* _Try it_
The output should be every line below, retyped exactly, with no images.

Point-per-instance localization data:
———
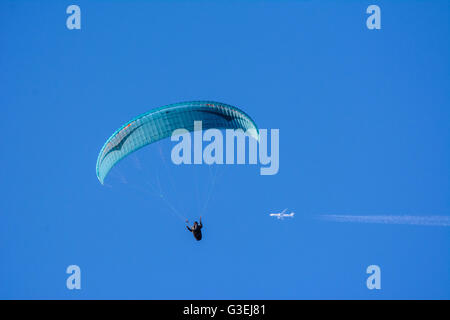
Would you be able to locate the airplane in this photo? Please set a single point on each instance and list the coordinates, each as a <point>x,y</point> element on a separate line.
<point>282,215</point>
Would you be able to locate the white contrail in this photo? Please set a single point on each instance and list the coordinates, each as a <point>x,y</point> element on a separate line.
<point>443,221</point>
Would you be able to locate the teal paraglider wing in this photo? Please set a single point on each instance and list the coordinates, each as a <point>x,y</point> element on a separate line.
<point>159,124</point>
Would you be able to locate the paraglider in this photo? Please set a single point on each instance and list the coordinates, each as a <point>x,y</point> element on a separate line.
<point>160,123</point>
<point>196,229</point>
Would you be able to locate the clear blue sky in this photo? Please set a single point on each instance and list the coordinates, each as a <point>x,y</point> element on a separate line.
<point>364,130</point>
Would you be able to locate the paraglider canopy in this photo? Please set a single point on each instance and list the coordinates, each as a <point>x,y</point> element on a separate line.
<point>160,123</point>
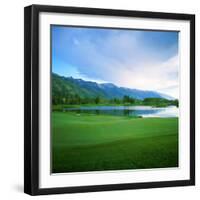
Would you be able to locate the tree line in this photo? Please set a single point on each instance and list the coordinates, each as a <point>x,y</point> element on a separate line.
<point>126,100</point>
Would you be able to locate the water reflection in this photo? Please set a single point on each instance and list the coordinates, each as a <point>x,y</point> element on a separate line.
<point>143,111</point>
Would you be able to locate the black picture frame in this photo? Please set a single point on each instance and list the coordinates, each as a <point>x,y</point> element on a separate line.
<point>31,98</point>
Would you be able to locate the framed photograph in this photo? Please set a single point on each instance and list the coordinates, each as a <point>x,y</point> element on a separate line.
<point>109,99</point>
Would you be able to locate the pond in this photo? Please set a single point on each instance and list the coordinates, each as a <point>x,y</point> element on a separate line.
<point>142,111</point>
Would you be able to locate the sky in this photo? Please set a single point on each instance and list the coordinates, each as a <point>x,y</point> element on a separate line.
<point>141,59</point>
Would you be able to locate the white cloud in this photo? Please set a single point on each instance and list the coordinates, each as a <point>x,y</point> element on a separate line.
<point>123,60</point>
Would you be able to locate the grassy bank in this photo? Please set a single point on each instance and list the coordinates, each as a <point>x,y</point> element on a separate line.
<point>97,142</point>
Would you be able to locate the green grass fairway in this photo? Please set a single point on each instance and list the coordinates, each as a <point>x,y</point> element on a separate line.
<point>98,142</point>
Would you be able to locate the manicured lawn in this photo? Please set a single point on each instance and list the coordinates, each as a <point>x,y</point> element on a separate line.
<point>96,142</point>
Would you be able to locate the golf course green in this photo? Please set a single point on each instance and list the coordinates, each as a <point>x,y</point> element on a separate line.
<point>86,142</point>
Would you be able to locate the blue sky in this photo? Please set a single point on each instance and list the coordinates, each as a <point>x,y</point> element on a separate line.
<point>146,60</point>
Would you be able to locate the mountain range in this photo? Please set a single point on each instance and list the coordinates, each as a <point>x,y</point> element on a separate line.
<point>65,86</point>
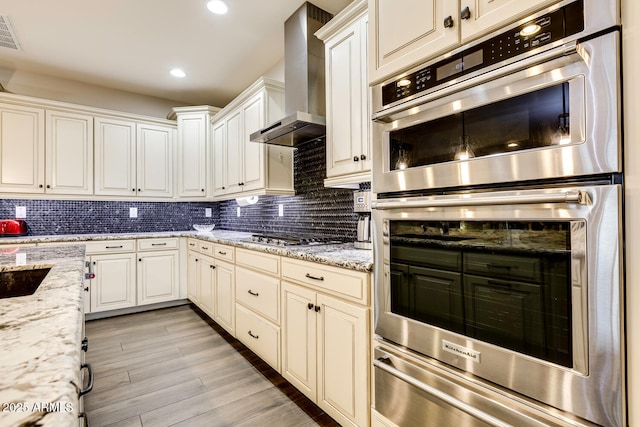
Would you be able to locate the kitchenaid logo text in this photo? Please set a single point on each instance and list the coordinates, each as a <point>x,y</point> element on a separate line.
<point>465,352</point>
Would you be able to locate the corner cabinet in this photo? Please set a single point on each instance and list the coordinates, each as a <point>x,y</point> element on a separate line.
<point>401,38</point>
<point>243,168</point>
<point>347,92</point>
<point>194,150</point>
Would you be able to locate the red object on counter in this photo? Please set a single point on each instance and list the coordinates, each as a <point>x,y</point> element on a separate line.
<point>13,227</point>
———
* _Your solution_
Would you be able to locate the airplane in this photo? Please set a single point on each instance and list the coordinates, each as a <point>x,y</point> element on a separate line.
<point>282,215</point>
Would you be able to locate the white contrail in this photo? Please set a single point on each instance and list the coordinates, each as a <point>x,y</point> element on a separate line.
<point>443,221</point>
Would you be able to locate the teal paraglider wing in this photo? Please set a single point on each instance and list the coordinates, each as a <point>x,y</point> element on a separate line.
<point>159,124</point>
Would you be able to locate the paraglider in this photo? Please set a single point on each instance and list the coordinates, each as a <point>x,y</point> element on a separate line.
<point>160,123</point>
<point>196,229</point>
Would you be able to locate the clear blue sky in this photo? Please set a single point on each instance and list the coordinates, each as a <point>x,y</point> element on a separate line.
<point>364,130</point>
Would you be able to locate the paraglider canopy in this photo? Please set a single point on each instance and list the coordinates, each as a <point>x,y</point> element on a separate line.
<point>160,123</point>
Would you be able to locate the tree line in this photo? Please set a single point on each instance and list the coordinates, each as a <point>x,y</point> element on a separate line.
<point>126,100</point>
Would you be able to locate the water reflection in this photo? Please set a single point on each instance and list the coordinates, each as a <point>x,y</point> element on a separate line.
<point>143,111</point>
Would you be able to locate the black picture frame in this photo? Please set a single point on each instance and list the coordinates, each as a <point>x,y</point> element on a separate line.
<point>31,98</point>
Would you be able to locate the framed photograph in this photo? Please set a single point on each instance and list the coordinates, each as a <point>x,y</point> element on a separate line.
<point>109,99</point>
Would you be able to locate the pond in this photo? Please set a single point on each instance and list the coordinates, each as a <point>x,y</point> element on a separate line.
<point>142,111</point>
Would you be able to locate the sky in this photo? Please set a single point on each instance and list the coordinates, each as a <point>x,y</point> element on a separate line.
<point>141,59</point>
Would you be able to locate the white cloud in this photo? Please set a single point on each instance and list the coordinates, each as a <point>x,y</point> element on a separate line.
<point>123,60</point>
Would you be able to locate the grassy bank in this photo? Please set a single point on each instance and list the coordinates, each as a <point>x,y</point> element on a separate line.
<point>97,142</point>
Would you be able to locate the green grass fairway in this photo? Please set a single point on each instance and list the coordinates, each as a <point>x,y</point> element on a separate line.
<point>98,142</point>
Would you be able to locate the manicured lawn in this photo? Please set a single point on each instance and list the coordinates, each as a <point>x,y</point> element on a separate line.
<point>96,142</point>
Would you be able to locate the golf course green in this photo? Please set a single point on each instance and list the coordinates, each as a <point>x,y</point> element on a separate line.
<point>86,142</point>
Would you be able to locate the blue sky in this photo? Please set a single point on each instance and list the coordinates, each as a <point>x,y</point> element on a separate line.
<point>146,60</point>
Would you be able to locate the mountain range in this photo? Please set a single point on each instance and list the coordinates, each as a <point>x,y</point> element on a separate line.
<point>65,86</point>
Would you be able to locate the kitchenaid logo text in this photo? Please set a single point on each instance and list the coordinates, each as a <point>x,y</point> element on a separate line.
<point>465,352</point>
Would you be able to locate the corner cabinet in this photo? Please set a single point on each instance and list the coordinates, each as a <point>x,y</point> element on a separate line.
<point>401,38</point>
<point>243,168</point>
<point>347,92</point>
<point>194,150</point>
Would you be able to locate the red object on counter in this photo? Please set a single point on each instance and list the coordinates, each as a <point>x,y</point> element on a separate line.
<point>13,227</point>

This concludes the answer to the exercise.